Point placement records
******************************
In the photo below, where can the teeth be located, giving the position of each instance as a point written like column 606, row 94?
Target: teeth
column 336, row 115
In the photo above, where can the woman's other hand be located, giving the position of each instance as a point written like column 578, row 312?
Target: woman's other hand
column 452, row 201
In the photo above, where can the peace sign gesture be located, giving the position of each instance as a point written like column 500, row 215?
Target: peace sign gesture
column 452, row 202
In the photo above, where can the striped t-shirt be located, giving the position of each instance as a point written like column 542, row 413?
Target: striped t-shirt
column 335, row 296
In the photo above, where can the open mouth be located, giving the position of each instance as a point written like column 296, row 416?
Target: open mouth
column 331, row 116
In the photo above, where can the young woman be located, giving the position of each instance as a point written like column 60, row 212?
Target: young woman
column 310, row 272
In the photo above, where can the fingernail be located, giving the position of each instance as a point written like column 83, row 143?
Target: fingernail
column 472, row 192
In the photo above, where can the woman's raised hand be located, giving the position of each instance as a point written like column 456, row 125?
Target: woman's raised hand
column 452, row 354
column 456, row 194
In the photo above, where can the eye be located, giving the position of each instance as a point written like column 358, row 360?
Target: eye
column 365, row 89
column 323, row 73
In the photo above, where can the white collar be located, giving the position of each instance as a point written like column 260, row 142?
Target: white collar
******************************
Task requirements - Copy all of the entries above word for word.

Expected answer -
In the photo below, where can the teeth be located, giving the position of each instance as a point written like column 606, row 94?
Target: teeth
column 336, row 115
In the photo above, where can the woman's other hand be located, giving the position of each instance as a point written like column 578, row 312?
Target: woman's other hand
column 452, row 201
In the photo above, where can the peace sign gesture be located, giving the position of each instance as a point written like column 500, row 215?
Target: peace sign gesture
column 452, row 202
In the photo above, where can the striped t-shirt be located, giving the position of each instance as a point written like column 542, row 413?
Target: striped t-shirt
column 335, row 296
In the photo above, where can the open mouth be located, giving the position of each instance as a point written like column 296, row 416?
Target: open mouth
column 331, row 116
In the photo above, where can the young woman be located, giving the position of each instance as a point written like column 60, row 212?
Target: young woman
column 310, row 272
In the photo above, where can the fingernail be located, giving the position of each instance as a point written like column 83, row 143?
Target: fingernail
column 472, row 192
In the photo above, where can the woman's raised hand be located, giving the position of each instance as a point written like column 456, row 125?
Target: woman's raised hand
column 452, row 354
column 456, row 194
In the photo above, where can the eye be located, giving the position of each instance as a point written like column 358, row 360?
Target: eye
column 365, row 89
column 323, row 73
In the photo above, where can the white collar be located, giving the position of each instance as a point written like column 260, row 142?
Target: white collar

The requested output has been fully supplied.